• [GIVEN REQUEST]: Add 57 to every coordinate in the answers and write the lines out again, requests included. Begin at the first line of the rows and stop after the line that contains "xmin=275 ymin=564 xmax=932 ymax=617".

Annotated coordinate records
+++

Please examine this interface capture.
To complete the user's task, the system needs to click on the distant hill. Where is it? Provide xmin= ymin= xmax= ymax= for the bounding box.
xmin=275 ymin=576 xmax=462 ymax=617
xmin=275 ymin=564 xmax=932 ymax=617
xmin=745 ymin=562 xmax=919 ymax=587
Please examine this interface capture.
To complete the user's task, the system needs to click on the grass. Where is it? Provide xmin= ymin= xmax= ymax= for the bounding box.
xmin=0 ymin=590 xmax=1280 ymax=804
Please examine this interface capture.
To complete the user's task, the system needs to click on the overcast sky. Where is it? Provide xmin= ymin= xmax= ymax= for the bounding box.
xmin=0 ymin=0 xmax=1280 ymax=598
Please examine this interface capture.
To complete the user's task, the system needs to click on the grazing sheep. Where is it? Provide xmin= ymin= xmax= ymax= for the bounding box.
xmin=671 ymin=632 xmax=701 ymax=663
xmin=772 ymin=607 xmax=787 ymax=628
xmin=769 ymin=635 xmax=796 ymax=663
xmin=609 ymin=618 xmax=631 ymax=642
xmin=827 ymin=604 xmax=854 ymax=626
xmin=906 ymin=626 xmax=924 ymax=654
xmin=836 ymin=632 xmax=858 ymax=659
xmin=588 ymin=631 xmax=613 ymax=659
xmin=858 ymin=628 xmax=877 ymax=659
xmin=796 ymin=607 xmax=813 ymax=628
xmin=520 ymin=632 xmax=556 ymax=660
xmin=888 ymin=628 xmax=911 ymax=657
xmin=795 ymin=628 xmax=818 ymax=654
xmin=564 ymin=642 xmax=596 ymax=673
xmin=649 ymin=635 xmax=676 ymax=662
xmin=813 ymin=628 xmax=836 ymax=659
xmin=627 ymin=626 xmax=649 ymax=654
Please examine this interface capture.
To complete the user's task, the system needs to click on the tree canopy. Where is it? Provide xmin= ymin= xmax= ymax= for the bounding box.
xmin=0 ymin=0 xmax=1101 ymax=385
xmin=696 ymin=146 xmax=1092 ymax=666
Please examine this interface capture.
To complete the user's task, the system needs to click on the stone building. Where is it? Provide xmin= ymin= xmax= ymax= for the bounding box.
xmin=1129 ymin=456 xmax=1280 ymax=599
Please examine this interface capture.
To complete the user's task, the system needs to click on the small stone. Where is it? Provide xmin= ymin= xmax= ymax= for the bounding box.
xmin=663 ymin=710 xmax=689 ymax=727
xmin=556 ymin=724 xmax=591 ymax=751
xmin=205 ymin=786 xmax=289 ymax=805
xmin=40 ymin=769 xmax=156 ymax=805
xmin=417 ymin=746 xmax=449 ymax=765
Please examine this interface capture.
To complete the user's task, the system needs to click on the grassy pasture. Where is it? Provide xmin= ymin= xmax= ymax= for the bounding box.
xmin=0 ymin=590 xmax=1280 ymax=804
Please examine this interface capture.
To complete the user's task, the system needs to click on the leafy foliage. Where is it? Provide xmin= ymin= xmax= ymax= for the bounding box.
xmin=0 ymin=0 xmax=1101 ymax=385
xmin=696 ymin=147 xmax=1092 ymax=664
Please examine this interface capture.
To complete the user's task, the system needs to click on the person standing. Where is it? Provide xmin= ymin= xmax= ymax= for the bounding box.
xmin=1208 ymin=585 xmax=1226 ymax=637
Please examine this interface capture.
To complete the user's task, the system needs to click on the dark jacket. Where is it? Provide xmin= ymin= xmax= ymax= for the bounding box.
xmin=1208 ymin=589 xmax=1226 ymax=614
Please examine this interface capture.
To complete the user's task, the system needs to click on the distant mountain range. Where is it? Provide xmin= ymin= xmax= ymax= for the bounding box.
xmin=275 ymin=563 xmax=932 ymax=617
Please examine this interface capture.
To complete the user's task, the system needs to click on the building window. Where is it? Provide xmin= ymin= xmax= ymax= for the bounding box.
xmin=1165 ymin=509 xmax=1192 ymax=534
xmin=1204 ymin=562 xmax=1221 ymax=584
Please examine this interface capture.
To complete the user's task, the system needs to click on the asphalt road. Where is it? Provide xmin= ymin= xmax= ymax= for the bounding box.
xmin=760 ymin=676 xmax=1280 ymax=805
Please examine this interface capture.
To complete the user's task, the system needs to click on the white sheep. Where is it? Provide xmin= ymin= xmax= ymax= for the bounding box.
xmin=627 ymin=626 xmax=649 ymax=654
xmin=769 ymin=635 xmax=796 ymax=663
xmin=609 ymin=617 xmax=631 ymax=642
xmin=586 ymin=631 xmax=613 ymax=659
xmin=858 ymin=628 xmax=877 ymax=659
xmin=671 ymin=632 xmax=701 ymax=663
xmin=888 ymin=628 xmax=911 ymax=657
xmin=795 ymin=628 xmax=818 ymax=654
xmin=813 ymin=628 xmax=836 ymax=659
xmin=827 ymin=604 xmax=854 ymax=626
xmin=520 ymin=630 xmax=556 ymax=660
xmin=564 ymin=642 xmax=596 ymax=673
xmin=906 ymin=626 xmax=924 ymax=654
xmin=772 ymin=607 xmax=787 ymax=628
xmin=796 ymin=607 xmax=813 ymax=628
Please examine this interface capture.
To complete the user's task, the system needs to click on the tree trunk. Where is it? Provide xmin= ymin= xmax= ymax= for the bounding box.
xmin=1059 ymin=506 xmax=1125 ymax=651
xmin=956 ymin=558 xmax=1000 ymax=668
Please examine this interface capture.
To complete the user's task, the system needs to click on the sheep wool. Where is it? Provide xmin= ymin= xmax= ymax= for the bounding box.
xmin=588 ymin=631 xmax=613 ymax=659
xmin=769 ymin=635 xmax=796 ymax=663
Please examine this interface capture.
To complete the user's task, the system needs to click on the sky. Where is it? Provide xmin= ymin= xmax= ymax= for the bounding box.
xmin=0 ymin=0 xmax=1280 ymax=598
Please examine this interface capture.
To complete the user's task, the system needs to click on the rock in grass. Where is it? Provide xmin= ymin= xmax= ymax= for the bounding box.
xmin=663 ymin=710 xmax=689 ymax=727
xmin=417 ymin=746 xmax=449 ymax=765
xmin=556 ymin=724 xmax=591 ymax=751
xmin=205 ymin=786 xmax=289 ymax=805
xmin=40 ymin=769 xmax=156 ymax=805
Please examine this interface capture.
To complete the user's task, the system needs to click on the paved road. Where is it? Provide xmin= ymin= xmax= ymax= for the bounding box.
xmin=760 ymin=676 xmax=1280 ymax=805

+++

• [RESPONSE TO THE TASK]:
Please examine this interface capture.
To complete the user's task, the system needs to click on the distant hill. Where is it? Provide xmin= ymin= xmax= ymax= for the bounding box.
xmin=332 ymin=633 xmax=519 ymax=674
xmin=332 ymin=621 xmax=989 ymax=674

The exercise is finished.